→ **INFORMATION**:

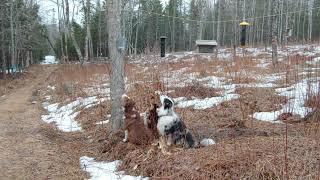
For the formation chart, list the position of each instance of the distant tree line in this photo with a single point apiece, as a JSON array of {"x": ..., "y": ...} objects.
[
  {"x": 24, "y": 40},
  {"x": 22, "y": 37}
]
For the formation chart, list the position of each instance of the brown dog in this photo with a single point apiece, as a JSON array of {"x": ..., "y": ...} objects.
[{"x": 135, "y": 130}]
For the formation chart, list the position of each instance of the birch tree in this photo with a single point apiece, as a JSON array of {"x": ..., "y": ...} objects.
[
  {"x": 117, "y": 62},
  {"x": 274, "y": 24}
]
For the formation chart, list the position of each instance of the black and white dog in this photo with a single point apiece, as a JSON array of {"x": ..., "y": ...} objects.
[{"x": 170, "y": 126}]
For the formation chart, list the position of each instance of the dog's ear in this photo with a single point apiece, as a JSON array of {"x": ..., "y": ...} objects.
[
  {"x": 168, "y": 104},
  {"x": 124, "y": 99}
]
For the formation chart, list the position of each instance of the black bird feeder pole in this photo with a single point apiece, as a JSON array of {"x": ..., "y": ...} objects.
[
  {"x": 163, "y": 45},
  {"x": 243, "y": 26}
]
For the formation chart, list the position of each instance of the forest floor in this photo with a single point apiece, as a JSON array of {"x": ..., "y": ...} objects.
[
  {"x": 30, "y": 148},
  {"x": 264, "y": 120}
]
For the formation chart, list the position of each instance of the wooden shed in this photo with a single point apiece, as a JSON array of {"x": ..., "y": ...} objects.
[{"x": 206, "y": 46}]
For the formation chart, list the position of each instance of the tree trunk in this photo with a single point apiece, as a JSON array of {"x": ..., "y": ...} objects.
[
  {"x": 62, "y": 58},
  {"x": 220, "y": 4},
  {"x": 117, "y": 63},
  {"x": 71, "y": 32},
  {"x": 66, "y": 27},
  {"x": 310, "y": 14},
  {"x": 173, "y": 33},
  {"x": 88, "y": 41},
  {"x": 275, "y": 5}
]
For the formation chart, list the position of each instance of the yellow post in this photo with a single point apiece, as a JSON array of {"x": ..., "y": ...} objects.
[{"x": 243, "y": 26}]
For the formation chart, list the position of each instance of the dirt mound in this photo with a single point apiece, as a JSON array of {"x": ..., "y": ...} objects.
[
  {"x": 252, "y": 159},
  {"x": 197, "y": 90}
]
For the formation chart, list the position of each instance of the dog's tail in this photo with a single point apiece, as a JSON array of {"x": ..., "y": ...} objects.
[{"x": 207, "y": 142}]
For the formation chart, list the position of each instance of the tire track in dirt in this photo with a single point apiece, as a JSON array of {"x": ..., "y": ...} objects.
[{"x": 26, "y": 152}]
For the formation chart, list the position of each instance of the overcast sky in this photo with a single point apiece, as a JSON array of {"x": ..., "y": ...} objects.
[{"x": 48, "y": 10}]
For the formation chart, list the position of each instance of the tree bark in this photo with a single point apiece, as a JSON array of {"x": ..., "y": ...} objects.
[
  {"x": 117, "y": 63},
  {"x": 173, "y": 33},
  {"x": 310, "y": 23},
  {"x": 275, "y": 5}
]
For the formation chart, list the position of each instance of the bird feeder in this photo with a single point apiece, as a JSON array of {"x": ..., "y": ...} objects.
[
  {"x": 243, "y": 26},
  {"x": 163, "y": 45}
]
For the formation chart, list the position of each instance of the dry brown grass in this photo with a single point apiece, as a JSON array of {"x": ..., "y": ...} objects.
[{"x": 245, "y": 149}]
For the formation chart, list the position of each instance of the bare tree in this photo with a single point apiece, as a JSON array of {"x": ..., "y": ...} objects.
[
  {"x": 310, "y": 14},
  {"x": 274, "y": 24},
  {"x": 117, "y": 61}
]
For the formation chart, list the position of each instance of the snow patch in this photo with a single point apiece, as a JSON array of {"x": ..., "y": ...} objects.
[
  {"x": 64, "y": 116},
  {"x": 49, "y": 60},
  {"x": 204, "y": 103},
  {"x": 297, "y": 95},
  {"x": 105, "y": 170},
  {"x": 207, "y": 142},
  {"x": 315, "y": 61}
]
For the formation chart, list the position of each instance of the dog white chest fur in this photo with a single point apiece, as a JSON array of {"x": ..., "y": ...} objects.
[{"x": 166, "y": 114}]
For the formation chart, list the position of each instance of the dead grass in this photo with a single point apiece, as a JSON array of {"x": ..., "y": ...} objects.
[
  {"x": 245, "y": 149},
  {"x": 195, "y": 90}
]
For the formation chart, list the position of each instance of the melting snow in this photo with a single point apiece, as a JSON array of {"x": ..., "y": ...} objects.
[
  {"x": 297, "y": 95},
  {"x": 104, "y": 170},
  {"x": 51, "y": 87},
  {"x": 49, "y": 60},
  {"x": 207, "y": 142},
  {"x": 204, "y": 103},
  {"x": 65, "y": 115},
  {"x": 315, "y": 61}
]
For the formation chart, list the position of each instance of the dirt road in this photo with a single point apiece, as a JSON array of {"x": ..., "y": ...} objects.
[{"x": 28, "y": 148}]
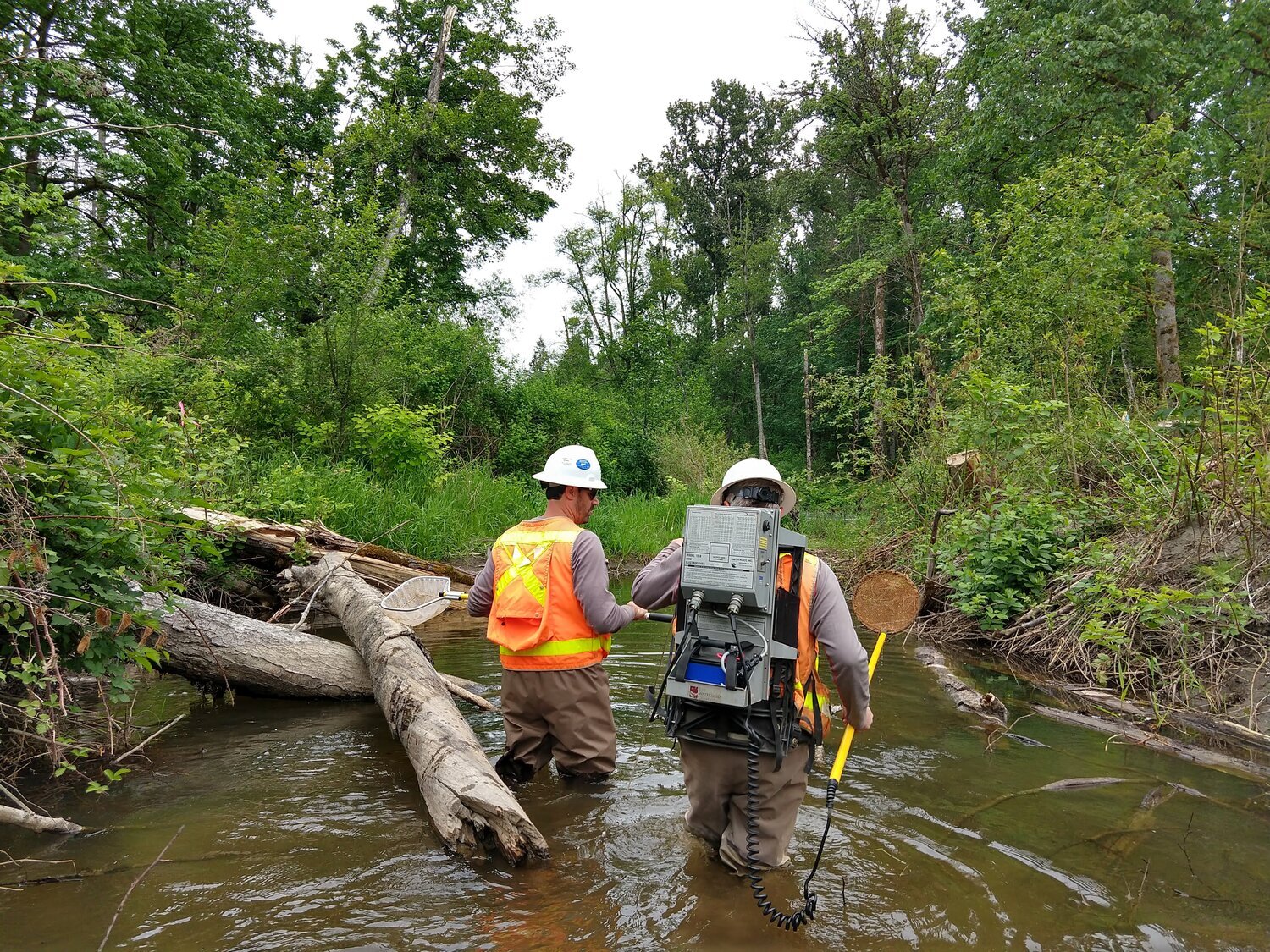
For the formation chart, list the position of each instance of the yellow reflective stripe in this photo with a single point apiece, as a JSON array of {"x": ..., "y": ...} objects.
[
  {"x": 568, "y": 647},
  {"x": 531, "y": 537},
  {"x": 521, "y": 566}
]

→ **EXERCISE BRIEF**:
Retype the listing above exactly as it appears, omitting the pictures.

→ **OUTPUT**:
For the formation chart, list the position of each instance of the distant tree line in this photo with a single point apiece, as a JSON array of {"x": ..., "y": ...} objects.
[
  {"x": 24, "y": 40},
  {"x": 22, "y": 37}
]
For the formation chart, list the position of each instance of the brown dog in this photo with a single point apiece, as a JSON array of {"x": ..., "y": ...} objects.
[{"x": 135, "y": 130}]
For the formation chart, list the position of each instance of the birch tree in this photo with a single point apiece, as a JSON array of {"x": ..., "y": ...} objects.
[
  {"x": 117, "y": 62},
  {"x": 274, "y": 24}
]
For the formation chart, list the position of each instance of the black and white dog in this photo with a single point apiece, as a JSON array of {"x": ..., "y": ...} objects.
[{"x": 170, "y": 126}]
For the formation chart, list the position of each instance of the dog's ear in this photo with a single point apiece, as a JSON array of {"x": ..., "y": ...} objects.
[
  {"x": 168, "y": 104},
  {"x": 124, "y": 99}
]
For the formation chart, list the position of each instance of the black bird feeder pole in this photo with a single point apiece, as a JSON array of {"x": ..., "y": ...} objects.
[
  {"x": 163, "y": 45},
  {"x": 243, "y": 26}
]
For the formation chart, list the position of each instance of the forest floor in this photo with a single point apiece, as a JSON array of {"x": ..., "y": ...} objects.
[
  {"x": 30, "y": 148},
  {"x": 264, "y": 120}
]
For the formation chart, list the position of each instance of the wooden shed in this photo with a single point apiece, as a JSON array of {"x": ..., "y": ...} objects.
[{"x": 206, "y": 46}]
For the formation chart, list the position of each instance of the tree trunk in this photo with a single point apiece, as a JSON array of {"x": ..., "y": ...} objects.
[
  {"x": 62, "y": 58},
  {"x": 220, "y": 4},
  {"x": 117, "y": 63},
  {"x": 71, "y": 32},
  {"x": 66, "y": 27},
  {"x": 310, "y": 14},
  {"x": 173, "y": 33},
  {"x": 88, "y": 41},
  {"x": 275, "y": 5}
]
For the formation chart, list the position of each instance of the yellow post in this photo with a single point apiece, as a JSON array of {"x": ..., "y": ...} objects.
[{"x": 243, "y": 26}]
For the formation chart, list the position of each instance of the dirt mound in this photo with a single point apiece, as a JSON array of {"x": ..., "y": ...} objects.
[
  {"x": 252, "y": 159},
  {"x": 197, "y": 90}
]
For the formation chart, list the position of each instance of the dog's tail in this photo with a single point apiece, as a JSON array of {"x": ..., "y": ...} objects.
[{"x": 207, "y": 142}]
For the formation chart, list the position of each instance of the tire track in dirt in this photo with a single point apiece, as a JSON array of {"x": ..., "y": ...} objects.
[{"x": 26, "y": 152}]
For the formation chart, list the position of each instance of the overcast sky in this photo with a single point apiece, as a JSON array of {"x": ..., "y": ...} objects.
[{"x": 48, "y": 10}]
For the formation chart, list the position of each instance of the tree bark in this photo with a single point apiece, as a JSON array of {"x": ..., "y": ...} objects.
[
  {"x": 117, "y": 63},
  {"x": 173, "y": 33},
  {"x": 310, "y": 23},
  {"x": 275, "y": 5}
]
For the formation chart, list the position of each instance of the bird feeder in this photo with a single point apiece, as a JSON array of {"x": ..., "y": ...} objects.
[
  {"x": 243, "y": 26},
  {"x": 163, "y": 45}
]
For the formation chart, list the position of each instance of the dry brown grass in this photo with a single point apiece, as a JSON array of {"x": ..., "y": ...} objects.
[{"x": 245, "y": 149}]
For the formation chart, list the position of each instance of the bare tree in this photo with a single point apiece, as a JSON array of {"x": ..., "y": ...} objects.
[
  {"x": 310, "y": 14},
  {"x": 274, "y": 24},
  {"x": 117, "y": 61}
]
For the formation chart, list the position of each instance of the snow patch in this photo with a single point apiece, as a JSON array of {"x": ..., "y": ...} objects.
[
  {"x": 64, "y": 116},
  {"x": 49, "y": 60},
  {"x": 204, "y": 103},
  {"x": 297, "y": 95},
  {"x": 105, "y": 170},
  {"x": 207, "y": 142},
  {"x": 315, "y": 61}
]
For the formation chart, list the position of each instance of the dog white chest fur in this photo with a single point apiece, as a JSON array of {"x": ..., "y": ...} objects.
[{"x": 166, "y": 114}]
For the formation chart, list the position of each instance of the dead grass in this photo with a single point apiece, as a JSON array of {"x": ..., "y": ...} objects.
[
  {"x": 245, "y": 149},
  {"x": 195, "y": 90}
]
For the formation chart, list the position of each instance of the melting snow in this photo with a single point apiece, as a JSON array of {"x": ..., "y": ...} objects.
[
  {"x": 297, "y": 95},
  {"x": 104, "y": 170},
  {"x": 51, "y": 87},
  {"x": 49, "y": 60},
  {"x": 207, "y": 142},
  {"x": 204, "y": 103},
  {"x": 65, "y": 115},
  {"x": 315, "y": 61}
]
For the formation chart, list the position of each instance of the dirt road in this photo with a single point apiece, as a JSON array of {"x": ..., "y": ...} objects.
[{"x": 28, "y": 148}]
For the formation chart, list the position of each instance of the yellow reflective stripe in this photo with a single point apiece, as a JSON array of {"x": ..., "y": ...} objects.
[
  {"x": 568, "y": 647},
  {"x": 531, "y": 537},
  {"x": 521, "y": 566}
]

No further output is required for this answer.